### Énoncé de l'exercice A:
Modifiez le passage de la note sur le paiement direct du sous-traitant agréé allant de « Dans cet arrêt, la » à « pour le sous-traitant. » en substituant « pouvoir adjudicateur » à « maître de l’ouvrage ».

### Extrait du document:
════════════════════

Sous-traitant agréé : attention à l’envoi par mail des factures 

CAA Bordeaux, 23-07-2025, 25BX00714 , Syndicat mixte Périgord Numérique

Dans cet arrêt, la cour administrative d’appel de Bordeaux rappelle le formalisme et donc la sévérité du droit qui encadre le paiement direct du sous-traitant agréé. Ce dernier ne peut pas se contenter de transmettre, par mail, ses factures à l’entrepreneur principal. En cas de ce contentieux, provoqué par exemple par la liquidation judiciaire de l’entrepreneur principal, le sous-traitant agréé ne pourra pas invoquer cet envoi par mail de ses factures pour obtenir le paiement des sommes qui lui sont dues par le maître de l’ouvrage. L’état du droit est donc sévère pour le sous-traitant.

════════════════════

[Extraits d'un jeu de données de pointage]
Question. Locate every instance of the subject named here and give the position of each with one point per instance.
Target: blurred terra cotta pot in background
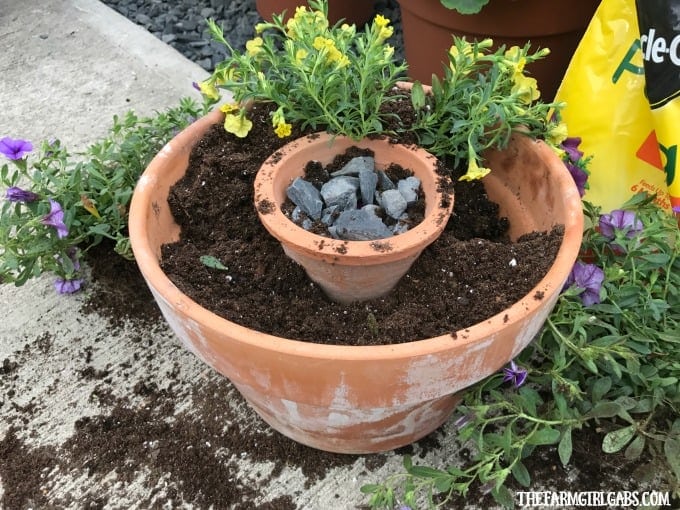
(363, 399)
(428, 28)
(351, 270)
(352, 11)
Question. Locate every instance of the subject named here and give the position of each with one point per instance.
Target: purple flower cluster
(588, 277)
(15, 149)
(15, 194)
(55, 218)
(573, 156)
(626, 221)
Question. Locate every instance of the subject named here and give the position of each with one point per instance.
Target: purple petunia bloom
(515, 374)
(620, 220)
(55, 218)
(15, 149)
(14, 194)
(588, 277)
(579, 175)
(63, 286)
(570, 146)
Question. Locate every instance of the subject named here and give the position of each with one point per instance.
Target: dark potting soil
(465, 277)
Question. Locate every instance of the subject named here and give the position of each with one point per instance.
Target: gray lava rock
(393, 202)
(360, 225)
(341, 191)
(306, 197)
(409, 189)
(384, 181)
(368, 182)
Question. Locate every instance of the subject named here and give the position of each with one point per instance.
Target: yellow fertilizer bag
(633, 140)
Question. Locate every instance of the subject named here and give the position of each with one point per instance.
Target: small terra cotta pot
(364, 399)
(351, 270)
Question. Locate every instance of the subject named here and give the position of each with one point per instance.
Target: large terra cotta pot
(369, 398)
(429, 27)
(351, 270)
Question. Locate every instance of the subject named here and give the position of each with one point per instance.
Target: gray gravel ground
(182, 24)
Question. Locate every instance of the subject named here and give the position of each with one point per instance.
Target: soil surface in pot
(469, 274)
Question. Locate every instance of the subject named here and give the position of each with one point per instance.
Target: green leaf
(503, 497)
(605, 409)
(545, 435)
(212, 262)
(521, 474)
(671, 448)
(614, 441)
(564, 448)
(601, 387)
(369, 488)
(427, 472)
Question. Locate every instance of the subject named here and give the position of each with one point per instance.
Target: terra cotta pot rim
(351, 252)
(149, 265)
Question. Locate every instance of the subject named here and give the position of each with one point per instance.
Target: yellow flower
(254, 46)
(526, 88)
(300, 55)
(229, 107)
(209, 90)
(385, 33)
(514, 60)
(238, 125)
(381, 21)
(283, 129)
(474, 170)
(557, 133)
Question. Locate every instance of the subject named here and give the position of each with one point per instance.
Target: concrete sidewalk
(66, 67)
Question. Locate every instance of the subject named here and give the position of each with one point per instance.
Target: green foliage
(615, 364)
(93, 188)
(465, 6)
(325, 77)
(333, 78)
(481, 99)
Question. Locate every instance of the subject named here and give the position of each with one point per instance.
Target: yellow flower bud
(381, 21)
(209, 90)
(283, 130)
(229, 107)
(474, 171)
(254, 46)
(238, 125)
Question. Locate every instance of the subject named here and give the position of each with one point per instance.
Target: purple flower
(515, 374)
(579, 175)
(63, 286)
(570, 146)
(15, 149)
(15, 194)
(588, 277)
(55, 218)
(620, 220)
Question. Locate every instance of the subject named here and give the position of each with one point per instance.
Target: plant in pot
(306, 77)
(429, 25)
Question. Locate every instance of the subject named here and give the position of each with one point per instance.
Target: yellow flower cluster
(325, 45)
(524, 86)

════════════════════

### Énoncé de l'exercice B:
Repérez dans les entrées chaque ligne contenant la chaîne « cotta » et recopiez-la.

### Réponse complète A:
Dans cet arrêt, la cour administrative d’appel de Bordeaux rappelle le formalisme et donc la sévérité du droit qui encadre le paiement direct du sous-traitant agréé. Ce dernier ne peut pas se contenter de transmettre, par mail, ses factures à l’entrepreneur principal. En cas de ce contentieux, provoqué par exemple par la liquidation judiciaire de l’entrepreneur principal, le sous-traitant agréé ne pourra pas invoquer cet envoi par mail de ses factures pour obtenir le paiement des sommes qui lui sont dues par le pouvoir adjudicateur. L’état du droit est donc sévère pour le sous-traitant.

### Réponse complète B:
Target: blurred terra cotta pot in background
Target: small terra cotta pot
Target: large terra cotta pot
Target: terra cotta pot rim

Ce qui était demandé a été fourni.